**Stored items:**
** BEGIN **

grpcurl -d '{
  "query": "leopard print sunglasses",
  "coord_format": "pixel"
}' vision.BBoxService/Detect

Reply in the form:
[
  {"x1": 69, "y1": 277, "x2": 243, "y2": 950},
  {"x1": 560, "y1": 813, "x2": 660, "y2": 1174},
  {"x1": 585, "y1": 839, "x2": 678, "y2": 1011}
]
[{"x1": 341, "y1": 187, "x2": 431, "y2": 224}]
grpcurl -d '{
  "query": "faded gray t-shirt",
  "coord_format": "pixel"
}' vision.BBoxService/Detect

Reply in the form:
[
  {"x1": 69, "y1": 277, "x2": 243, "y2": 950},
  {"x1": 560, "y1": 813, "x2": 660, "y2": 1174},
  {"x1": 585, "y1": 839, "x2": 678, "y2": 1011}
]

** END **

**Instruction:**
Please write out every one of the records above exactly as it stands.

**The reply:**
grpcurl -d '{
  "query": "leopard print sunglasses",
  "coord_format": "pixel"
}' vision.BBoxService/Detect

Reply in the form:
[
  {"x1": 69, "y1": 277, "x2": 243, "y2": 950},
  {"x1": 560, "y1": 813, "x2": 660, "y2": 1174},
  {"x1": 585, "y1": 839, "x2": 678, "y2": 1011}
]
[{"x1": 341, "y1": 187, "x2": 431, "y2": 224}]
grpcurl -d '{
  "query": "faded gray t-shirt",
  "coord_format": "pixel"
}' vision.BBoxService/Detect

Reply in the form:
[
  {"x1": 69, "y1": 277, "x2": 243, "y2": 950},
  {"x1": 560, "y1": 813, "x2": 660, "y2": 1174},
  {"x1": 585, "y1": 839, "x2": 678, "y2": 1011}
]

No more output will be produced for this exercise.